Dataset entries
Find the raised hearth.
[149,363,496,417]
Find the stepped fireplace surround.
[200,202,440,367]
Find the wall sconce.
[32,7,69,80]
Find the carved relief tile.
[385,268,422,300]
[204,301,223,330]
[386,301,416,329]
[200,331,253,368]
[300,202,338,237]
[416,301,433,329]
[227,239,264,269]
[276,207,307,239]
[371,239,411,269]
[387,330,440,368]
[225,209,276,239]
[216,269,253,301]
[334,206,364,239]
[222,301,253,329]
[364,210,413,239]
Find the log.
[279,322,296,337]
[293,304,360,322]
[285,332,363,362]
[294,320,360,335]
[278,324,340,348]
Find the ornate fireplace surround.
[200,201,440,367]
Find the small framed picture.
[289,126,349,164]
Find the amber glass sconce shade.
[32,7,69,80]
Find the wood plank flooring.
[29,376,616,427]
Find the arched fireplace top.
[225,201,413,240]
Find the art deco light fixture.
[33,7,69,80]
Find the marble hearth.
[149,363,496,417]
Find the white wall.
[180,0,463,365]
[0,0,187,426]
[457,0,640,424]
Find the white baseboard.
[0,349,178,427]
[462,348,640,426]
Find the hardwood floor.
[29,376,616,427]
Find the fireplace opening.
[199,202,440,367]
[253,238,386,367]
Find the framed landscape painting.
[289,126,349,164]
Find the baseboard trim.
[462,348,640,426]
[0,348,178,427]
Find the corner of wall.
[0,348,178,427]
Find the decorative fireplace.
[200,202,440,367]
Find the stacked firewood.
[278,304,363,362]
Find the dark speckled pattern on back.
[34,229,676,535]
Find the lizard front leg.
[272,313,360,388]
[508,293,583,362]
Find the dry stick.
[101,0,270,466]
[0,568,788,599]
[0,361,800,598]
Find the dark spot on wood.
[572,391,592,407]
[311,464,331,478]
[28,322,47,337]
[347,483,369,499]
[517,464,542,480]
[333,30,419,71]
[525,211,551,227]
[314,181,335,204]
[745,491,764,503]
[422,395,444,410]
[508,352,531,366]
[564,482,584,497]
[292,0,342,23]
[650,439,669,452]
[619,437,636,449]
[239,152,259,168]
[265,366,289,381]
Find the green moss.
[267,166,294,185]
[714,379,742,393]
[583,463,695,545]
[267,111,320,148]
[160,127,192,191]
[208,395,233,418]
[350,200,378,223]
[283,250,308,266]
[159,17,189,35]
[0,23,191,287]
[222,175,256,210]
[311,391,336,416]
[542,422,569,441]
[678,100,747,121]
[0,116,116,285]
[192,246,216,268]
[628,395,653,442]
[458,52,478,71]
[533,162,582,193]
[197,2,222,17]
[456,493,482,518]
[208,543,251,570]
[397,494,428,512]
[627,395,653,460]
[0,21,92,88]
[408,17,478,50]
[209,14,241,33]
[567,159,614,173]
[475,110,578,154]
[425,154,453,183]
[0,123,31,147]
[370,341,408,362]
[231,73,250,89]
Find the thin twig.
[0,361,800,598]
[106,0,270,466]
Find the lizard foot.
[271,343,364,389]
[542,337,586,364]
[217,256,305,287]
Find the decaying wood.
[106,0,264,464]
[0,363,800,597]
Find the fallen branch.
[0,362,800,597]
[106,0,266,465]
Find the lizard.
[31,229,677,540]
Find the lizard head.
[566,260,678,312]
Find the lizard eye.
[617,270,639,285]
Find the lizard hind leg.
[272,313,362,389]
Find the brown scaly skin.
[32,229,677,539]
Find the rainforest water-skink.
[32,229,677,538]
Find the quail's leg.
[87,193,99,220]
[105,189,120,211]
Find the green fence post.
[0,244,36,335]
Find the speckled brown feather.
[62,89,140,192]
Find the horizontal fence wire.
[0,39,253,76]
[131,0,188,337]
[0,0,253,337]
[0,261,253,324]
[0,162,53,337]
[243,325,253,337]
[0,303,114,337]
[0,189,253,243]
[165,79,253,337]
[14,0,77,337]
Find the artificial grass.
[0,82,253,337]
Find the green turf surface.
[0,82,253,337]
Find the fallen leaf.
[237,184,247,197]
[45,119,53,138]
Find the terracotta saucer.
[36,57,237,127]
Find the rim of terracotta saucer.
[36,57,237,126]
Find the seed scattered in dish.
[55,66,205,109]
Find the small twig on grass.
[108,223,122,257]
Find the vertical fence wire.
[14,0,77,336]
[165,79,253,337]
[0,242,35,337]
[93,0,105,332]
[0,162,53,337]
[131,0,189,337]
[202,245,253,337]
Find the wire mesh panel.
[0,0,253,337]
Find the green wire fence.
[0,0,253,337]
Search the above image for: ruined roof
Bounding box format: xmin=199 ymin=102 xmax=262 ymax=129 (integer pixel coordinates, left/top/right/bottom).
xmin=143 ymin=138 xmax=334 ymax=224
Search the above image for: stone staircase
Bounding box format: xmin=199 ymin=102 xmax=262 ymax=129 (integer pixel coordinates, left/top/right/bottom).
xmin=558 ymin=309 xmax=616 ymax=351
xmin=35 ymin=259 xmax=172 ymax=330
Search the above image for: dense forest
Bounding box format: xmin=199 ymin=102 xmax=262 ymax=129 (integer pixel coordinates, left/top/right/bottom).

> [Stated task]:
Rewrite all of the records above as a numbered list, leaving out any blank lines.

> [Answer to this exercise]:
1. Find the raised hearth.
2. [149,363,496,417]
3. Find the stepped fireplace surround.
4. [200,202,440,367]
5. Find the wall sconce.
6. [32,7,69,80]
7. Find the carved relief tile.
8. [385,268,422,300]
9. [204,301,223,330]
10. [386,301,416,329]
11. [200,331,253,368]
12. [300,202,338,237]
13. [416,301,433,329]
14. [227,239,264,269]
15. [276,207,307,239]
16. [371,239,411,269]
17. [387,330,440,368]
18. [225,209,276,239]
19. [216,269,253,301]
20. [334,206,364,239]
21. [222,301,253,329]
22. [364,210,413,239]
23. Find the log.
24. [279,322,296,337]
25. [293,304,360,322]
26. [285,332,363,362]
27. [294,320,360,335]
28. [278,324,340,348]
29. Find the ornate fireplace surround.
30. [200,201,440,367]
31. Find the small framed picture.
32. [289,126,349,164]
33. Find the amber glass sconce shade.
34. [32,7,69,80]
35. Find the wood plank flooring.
36. [29,376,616,427]
37. Find the arched fireplace top.
38. [225,201,413,240]
39. Find the art deco light fixture.
40. [33,7,69,80]
41. Find the marble hearth.
42. [149,363,496,417]
43. Find the white wall.
44. [180,0,463,365]
45. [0,0,187,426]
46. [457,0,640,424]
47. Find the white baseboard.
48. [0,349,178,427]
49. [462,348,640,426]
50. Find the hardwood floor.
51. [29,376,616,427]
52. Find the fireplace opening.
53. [199,202,440,367]
54. [253,238,386,367]
55. Find the framed landscape painting.
56. [289,126,349,164]
57. Find the baseboard trim.
58. [462,348,640,426]
59. [0,348,178,427]
60. Find the corner of wall.
61. [0,348,178,427]
62. Find the decorative fireplace.
63. [200,202,440,367]
64. Find the stacked firewood.
65. [278,304,363,362]
66. Find the dark speckled pattern on back.
67. [34,229,676,535]
68. Find the lizard front leg.
69. [272,313,360,388]
70. [508,293,583,362]
71. Find the dry stick.
72. [101,0,270,466]
73. [0,568,788,599]
74. [0,361,800,598]
75. Find the dark spot on wood.
76. [572,391,592,407]
77. [311,464,331,478]
78. [28,322,47,337]
79. [347,483,369,499]
80. [517,464,542,480]
81. [333,30,419,71]
82. [525,211,551,227]
83. [314,181,335,204]
84. [745,491,764,503]
85. [422,395,444,410]
86. [508,352,531,366]
87. [564,482,584,497]
88. [292,0,342,23]
89. [650,439,669,452]
90. [619,437,636,449]
91. [239,152,259,168]
92. [265,366,289,381]
93. Find the green moss.
94. [267,166,294,185]
95. [714,379,742,393]
96. [583,463,695,545]
97. [267,111,320,148]
98. [160,127,192,191]
99. [208,395,233,418]
100. [350,200,378,223]
101. [283,250,308,266]
102. [159,17,189,35]
103. [0,23,191,287]
104. [222,175,256,210]
105. [311,391,336,416]
106. [542,422,569,441]
107. [678,100,747,121]
108. [0,116,116,285]
109. [192,246,216,268]
110. [628,395,653,442]
111. [458,52,478,71]
112. [533,162,582,193]
113. [197,2,222,17]
114. [456,493,482,518]
115. [208,543,251,570]
116. [397,494,428,512]
117. [627,395,653,460]
118. [0,21,92,88]
119. [408,17,478,50]
120. [209,14,241,33]
121. [567,159,614,173]
122. [475,110,578,154]
123. [425,154,453,183]
124. [0,123,31,147]
125. [370,341,408,362]
126. [231,73,250,89]
127. Find the thin twig.
128. [0,361,800,598]
129. [106,0,270,466]
130. Find the lizard foot.
131. [271,343,364,389]
132. [542,337,586,364]
133. [217,256,305,287]
134. Find the decaying wood.
135. [106,0,264,464]
136. [0,363,800,597]
137. Find the fallen branch.
138. [0,362,800,597]
139. [106,0,266,465]
140. Find the lizard.
141. [31,229,677,540]
142. Find the lizard head.
143. [566,260,678,312]
144. Find the lizard eye.
145. [617,270,639,285]
146. Find the lizard hind leg.
147. [272,313,362,389]
148. Find the brown scaly skin.
149. [32,229,677,539]
150. Find the rainforest water-skink.
151. [32,229,677,538]
152. Find the quail's leg.
153. [87,193,99,220]
154. [105,189,120,211]
155. Find the green fence post.
156. [0,244,36,335]
157. Find the speckled brown feather.
158. [62,89,140,192]
159. Find the horizontal fence wire.
160. [0,39,253,76]
161. [131,0,188,337]
162. [0,0,253,337]
163. [0,261,253,324]
164. [0,162,53,337]
165. [243,325,253,337]
166. [0,303,114,337]
167. [0,189,253,243]
168. [165,79,253,337]
169. [14,0,77,337]
170. Find the artificial grass.
171. [0,82,253,337]
172. Find the green turf surface.
173. [0,82,253,337]
174. Find the fallen leaf.
175. [237,184,247,197]
176. [45,119,53,138]
177. Find the terracotta saucer.
178. [36,57,237,127]
179. Find the rim of terracotta saucer.
180. [36,57,237,126]
181. Find the seed scattered in dish.
182. [55,66,205,109]
183. Find the small twig on grass.
184. [108,223,122,257]
185. Find the vertical fence wire.
186. [14,0,77,336]
187. [165,79,253,337]
188. [0,242,35,337]
189. [93,0,105,332]
190. [0,162,53,337]
191. [131,0,189,337]
192. [202,245,253,337]
193. Find the wire mesh panel.
194. [0,0,253,337]
195. Find the green wire fence.
196. [0,0,253,337]
197. Search the above image for: ruined roof
198. Bounding box format: xmin=199 ymin=102 xmax=262 ymax=129 (integer pixel coordinates, left/top/right/bottom).
199. xmin=143 ymin=138 xmax=334 ymax=224
200. Search the above image for: stone staircase
201. Bounding box format: xmin=199 ymin=102 xmax=262 ymax=129 (integer pixel coordinates, left/top/right/bottom).
202. xmin=558 ymin=309 xmax=616 ymax=351
203. xmin=35 ymin=259 xmax=172 ymax=330
204. Search the above image for: dense forest
205. Bounding box format: xmin=199 ymin=102 xmax=262 ymax=129 (integer pixel coordinates, left/top/right/bottom).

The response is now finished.